→ **What the task requires**
Set down the data below once more, precisely as it reads.

→ **Stored data**
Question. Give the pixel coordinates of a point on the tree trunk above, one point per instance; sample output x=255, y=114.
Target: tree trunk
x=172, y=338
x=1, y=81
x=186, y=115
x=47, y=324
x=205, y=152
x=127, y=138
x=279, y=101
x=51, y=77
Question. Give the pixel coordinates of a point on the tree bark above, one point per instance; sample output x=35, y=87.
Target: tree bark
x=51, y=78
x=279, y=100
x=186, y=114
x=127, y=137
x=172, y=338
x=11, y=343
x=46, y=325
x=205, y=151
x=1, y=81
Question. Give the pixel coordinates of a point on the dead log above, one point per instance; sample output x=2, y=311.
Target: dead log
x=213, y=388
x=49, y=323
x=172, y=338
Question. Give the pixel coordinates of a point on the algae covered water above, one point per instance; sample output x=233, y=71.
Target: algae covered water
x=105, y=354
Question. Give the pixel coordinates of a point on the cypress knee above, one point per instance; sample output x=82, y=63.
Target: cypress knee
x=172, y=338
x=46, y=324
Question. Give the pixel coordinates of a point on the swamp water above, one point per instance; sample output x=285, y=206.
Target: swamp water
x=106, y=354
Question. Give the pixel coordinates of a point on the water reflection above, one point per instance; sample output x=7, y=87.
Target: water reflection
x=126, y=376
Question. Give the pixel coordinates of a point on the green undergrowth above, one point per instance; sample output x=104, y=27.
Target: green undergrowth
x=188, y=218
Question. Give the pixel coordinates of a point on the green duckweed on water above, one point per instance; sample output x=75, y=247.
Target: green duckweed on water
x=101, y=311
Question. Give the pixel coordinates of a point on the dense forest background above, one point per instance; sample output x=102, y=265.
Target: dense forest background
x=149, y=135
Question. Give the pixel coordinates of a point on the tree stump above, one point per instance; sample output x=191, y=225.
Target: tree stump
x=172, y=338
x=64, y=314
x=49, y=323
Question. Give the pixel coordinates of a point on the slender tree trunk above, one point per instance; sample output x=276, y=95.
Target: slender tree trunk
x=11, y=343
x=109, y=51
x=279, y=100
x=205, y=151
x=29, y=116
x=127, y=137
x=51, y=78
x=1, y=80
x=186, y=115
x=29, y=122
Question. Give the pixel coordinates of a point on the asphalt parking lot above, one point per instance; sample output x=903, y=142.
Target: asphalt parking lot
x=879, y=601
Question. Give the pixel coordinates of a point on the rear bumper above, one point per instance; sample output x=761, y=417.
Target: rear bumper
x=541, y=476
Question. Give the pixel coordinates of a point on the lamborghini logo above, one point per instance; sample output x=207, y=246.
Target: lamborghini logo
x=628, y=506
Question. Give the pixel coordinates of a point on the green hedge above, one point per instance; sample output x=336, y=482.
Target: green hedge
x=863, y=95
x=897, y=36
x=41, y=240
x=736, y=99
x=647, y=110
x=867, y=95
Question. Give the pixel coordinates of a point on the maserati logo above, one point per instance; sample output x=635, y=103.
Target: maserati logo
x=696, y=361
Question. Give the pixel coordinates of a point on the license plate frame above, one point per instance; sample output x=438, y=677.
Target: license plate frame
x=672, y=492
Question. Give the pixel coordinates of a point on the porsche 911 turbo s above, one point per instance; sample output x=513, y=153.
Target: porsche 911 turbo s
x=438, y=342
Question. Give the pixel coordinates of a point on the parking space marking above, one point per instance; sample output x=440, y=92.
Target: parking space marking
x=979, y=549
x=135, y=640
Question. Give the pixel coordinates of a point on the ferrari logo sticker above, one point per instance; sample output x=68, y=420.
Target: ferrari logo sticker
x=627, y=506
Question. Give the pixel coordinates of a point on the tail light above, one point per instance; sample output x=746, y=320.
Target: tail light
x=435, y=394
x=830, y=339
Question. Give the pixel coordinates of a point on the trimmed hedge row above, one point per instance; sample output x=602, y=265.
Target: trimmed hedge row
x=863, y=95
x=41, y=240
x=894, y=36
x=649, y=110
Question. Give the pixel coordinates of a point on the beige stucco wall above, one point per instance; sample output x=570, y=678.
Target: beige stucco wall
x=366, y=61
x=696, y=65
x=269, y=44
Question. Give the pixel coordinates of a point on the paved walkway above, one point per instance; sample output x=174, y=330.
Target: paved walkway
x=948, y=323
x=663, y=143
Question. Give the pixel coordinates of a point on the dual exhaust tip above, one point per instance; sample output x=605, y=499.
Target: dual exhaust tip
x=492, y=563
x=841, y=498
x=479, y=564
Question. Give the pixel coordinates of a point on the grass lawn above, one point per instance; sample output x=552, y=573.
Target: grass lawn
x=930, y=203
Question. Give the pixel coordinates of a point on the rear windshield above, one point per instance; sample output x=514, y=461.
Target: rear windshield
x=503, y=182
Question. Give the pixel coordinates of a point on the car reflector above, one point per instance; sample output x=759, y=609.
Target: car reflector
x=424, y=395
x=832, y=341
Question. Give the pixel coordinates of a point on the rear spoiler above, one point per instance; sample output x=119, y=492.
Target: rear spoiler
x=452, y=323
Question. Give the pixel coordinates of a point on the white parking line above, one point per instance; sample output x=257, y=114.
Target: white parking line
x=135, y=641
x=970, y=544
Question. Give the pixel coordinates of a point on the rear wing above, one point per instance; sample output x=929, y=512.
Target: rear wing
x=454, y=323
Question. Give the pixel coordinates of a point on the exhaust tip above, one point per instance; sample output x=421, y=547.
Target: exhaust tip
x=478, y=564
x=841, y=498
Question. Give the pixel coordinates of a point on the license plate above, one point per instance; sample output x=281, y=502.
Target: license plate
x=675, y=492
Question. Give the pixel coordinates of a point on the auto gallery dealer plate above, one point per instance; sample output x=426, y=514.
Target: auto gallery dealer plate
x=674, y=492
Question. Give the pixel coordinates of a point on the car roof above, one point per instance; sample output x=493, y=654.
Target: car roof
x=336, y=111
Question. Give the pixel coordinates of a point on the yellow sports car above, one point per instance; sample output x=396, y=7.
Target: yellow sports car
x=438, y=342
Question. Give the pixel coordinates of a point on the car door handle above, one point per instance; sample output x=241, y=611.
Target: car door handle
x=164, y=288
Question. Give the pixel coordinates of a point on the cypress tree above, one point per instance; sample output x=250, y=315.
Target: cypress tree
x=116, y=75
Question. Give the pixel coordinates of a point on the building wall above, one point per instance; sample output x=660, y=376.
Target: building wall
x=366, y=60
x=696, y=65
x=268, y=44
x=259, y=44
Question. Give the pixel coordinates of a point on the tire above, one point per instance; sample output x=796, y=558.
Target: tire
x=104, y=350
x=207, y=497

→ **Result below**
Question. Give the pixel coordinates of a point on the tree trunk above, one point per instance; sample output x=255, y=114.
Target: tree trunk
x=172, y=338
x=1, y=81
x=186, y=115
x=47, y=324
x=205, y=152
x=127, y=138
x=279, y=101
x=51, y=77
Question. Give the pixel coordinates of a point on the tree bark above, one point per instance; sample output x=35, y=87.
Target: tree bark
x=51, y=78
x=279, y=100
x=186, y=114
x=127, y=137
x=172, y=338
x=11, y=343
x=46, y=325
x=205, y=151
x=1, y=81
Question. Give the pixel coordinates of a point on the dead log above, one point per instance; sample output x=2, y=311.
Target: dead log
x=213, y=388
x=49, y=323
x=172, y=338
Question. Give the pixel coordinates of a point on the algae covered water above, one point per instance; sample output x=233, y=71.
Target: algae covered water
x=105, y=354
Question. Give the pixel coordinates of a point on the cypress knee above, one point per instance; sample output x=82, y=63.
Target: cypress knee
x=172, y=338
x=46, y=324
Question. Give the pixel coordinates of a point on the swamp water above, one point per instance; sample output x=285, y=206.
Target: swamp water
x=106, y=354
Question. Give the pixel coordinates of a point on the water reflection above, one point per instance; sample output x=7, y=87.
Target: water reflection
x=126, y=376
Question. Give the pixel coordinates of a point on the green undergrowth above, one point per instance; sample output x=104, y=27.
Target: green undergrowth
x=188, y=218
Question. Give the pixel coordinates of a point on the green duckweed on water above, one point per instance; sample output x=75, y=247.
Target: green duckweed on water
x=101, y=311
Question. Give the pixel coordinates of a point on the dense forest background above, one point per instance; sample output x=102, y=265.
Target: dense forest background
x=149, y=135
Question. Give the pixel coordinates of a point on the tree stump above, one point per instance; sample output x=191, y=225.
Target: tree stump
x=172, y=338
x=64, y=314
x=49, y=323
Question. Give the pixel coordinates of a point on the slender tree trunk above, one point per instance; sample output x=276, y=95.
Target: slender tree trunk
x=11, y=343
x=109, y=51
x=279, y=100
x=205, y=151
x=29, y=116
x=127, y=137
x=51, y=78
x=1, y=80
x=186, y=115
x=29, y=122
Question. Give the pixel coordinates of a point on the asphalt parking lot above, one point per instance; sample output x=903, y=142.
Target: asphalt parking lot
x=879, y=601
Question. Give the pixel coordinates of a point on the rear bumper above, one point per instance; sample output x=761, y=417.
Target: rear bumper
x=541, y=476
Question. Give the pixel coordinates of a point on the lamborghini logo above, one point per instance; sample output x=207, y=246.
Target: lamborghini logo
x=628, y=506
Question. Give the pixel coordinates of a point on the green hedge above, one point per instance; sample output x=336, y=482.
Target: green hedge
x=863, y=95
x=897, y=36
x=41, y=240
x=736, y=99
x=647, y=110
x=867, y=95
Question. Give the pixel coordinates of a point on the maserati logo above, one point per instance; sample output x=635, y=103.
Target: maserati logo
x=696, y=361
Question. Give the pixel coordinates of a point on the license plate frame above, one point per instance; sample output x=438, y=677.
Target: license plate frame
x=672, y=492
Question. Give the pixel coordinates of a point on the porsche 911 turbo s above, one point per instance; sample output x=513, y=153.
Target: porsche 911 turbo s
x=438, y=342
Question. Give the pixel coordinates of a point on the parking space marking above, one point per instance; sample output x=440, y=92.
Target: parking space marking
x=979, y=549
x=135, y=640
Question. Give the pixel coordinates of a point on the ferrari logo sticker above, one point per instance; sample output x=68, y=420.
Target: ferrari logo sticker
x=627, y=506
Question. Give the pixel coordinates of a point on the tail light above, one point per instance; sample output x=746, y=320.
Target: tail light
x=435, y=394
x=830, y=339
Question. Give the pixel coordinates of a point on the trimmed hedge row above, one point per instance; sample output x=602, y=265.
Target: trimmed hedge row
x=863, y=95
x=41, y=240
x=894, y=36
x=649, y=110
Question. Give the pixel coordinates of a point on the beige stucco wall above, one point per instance; sample output x=570, y=678.
Target: beige stucco wall
x=366, y=61
x=696, y=65
x=269, y=44
Question. Give the pixel coordinates of a point on the paved walkway above, one point per instance; sample output x=174, y=330.
Target: paved walkway
x=948, y=323
x=663, y=143
Question. Give the pixel coordinates of a point on the dual exhaust tip above, one point per instance; sample output x=605, y=499.
Target: dual exhaust tip
x=492, y=563
x=841, y=498
x=479, y=564
Question. Give the pixel coordinates of a point on the grass lawn above, one point per instance; sample output x=552, y=573.
Target: grass lawn
x=930, y=203
Question. Give the pixel coordinates of a point on the rear windshield above, one point per instance; sample output x=514, y=461.
Target: rear windshield
x=503, y=182
Question. Give the pixel coordinates of a point on the car reflector above, one point per instance; sample output x=759, y=609.
Target: car reflector
x=424, y=395
x=832, y=341
Question. Give the pixel coordinates of a point on the rear spoiler above, one point per instance; sample output x=119, y=492.
Target: rear spoiler
x=452, y=323
Question. Give the pixel coordinates of a point on the white parking line above, one point per instance; sample output x=257, y=114.
Target: white parking line
x=135, y=641
x=970, y=544
Question. Give the pixel coordinates of a point on the rear wing above, one point per instance; sample output x=929, y=512.
Target: rear wing
x=454, y=323
Question. Give the pixel coordinates of a point on the exhaust tip above, one point per instance; sample output x=421, y=547.
Target: exhaust tip
x=478, y=564
x=841, y=498
Question. Give the pixel coordinates of a point on the license plate above, one point per instance; sample output x=281, y=502.
Target: license plate
x=675, y=492
Question. Give the pixel coordinates of a point on the auto gallery dealer plate above, one point per instance; sample output x=426, y=514.
Target: auto gallery dealer plate
x=674, y=492
Question. Give the pixel coordinates of a point on the car roof above, one point per instance; sample output x=493, y=654.
Target: car roof
x=336, y=111
Question. Give the pixel coordinates of a point on the yellow sports car above, one point per instance; sample output x=396, y=7.
Target: yellow sports car
x=438, y=342
Question. Give the pixel coordinates of a point on the car door handle above, one point per instance; sample output x=241, y=611.
Target: car door handle
x=164, y=288
Question. Give the pixel coordinates of a point on the cypress tree above, one point per instance; sample output x=250, y=315.
Target: cypress tree
x=116, y=75
Question. Give the pixel coordinates of a point on the building wall above, one point per instance; sample output x=660, y=376.
Target: building wall
x=366, y=60
x=696, y=65
x=268, y=44
x=259, y=44
Question. Give the pixel coordinates of a point on the tire above, one point per instance; sample output x=796, y=558.
Target: tire
x=104, y=350
x=207, y=497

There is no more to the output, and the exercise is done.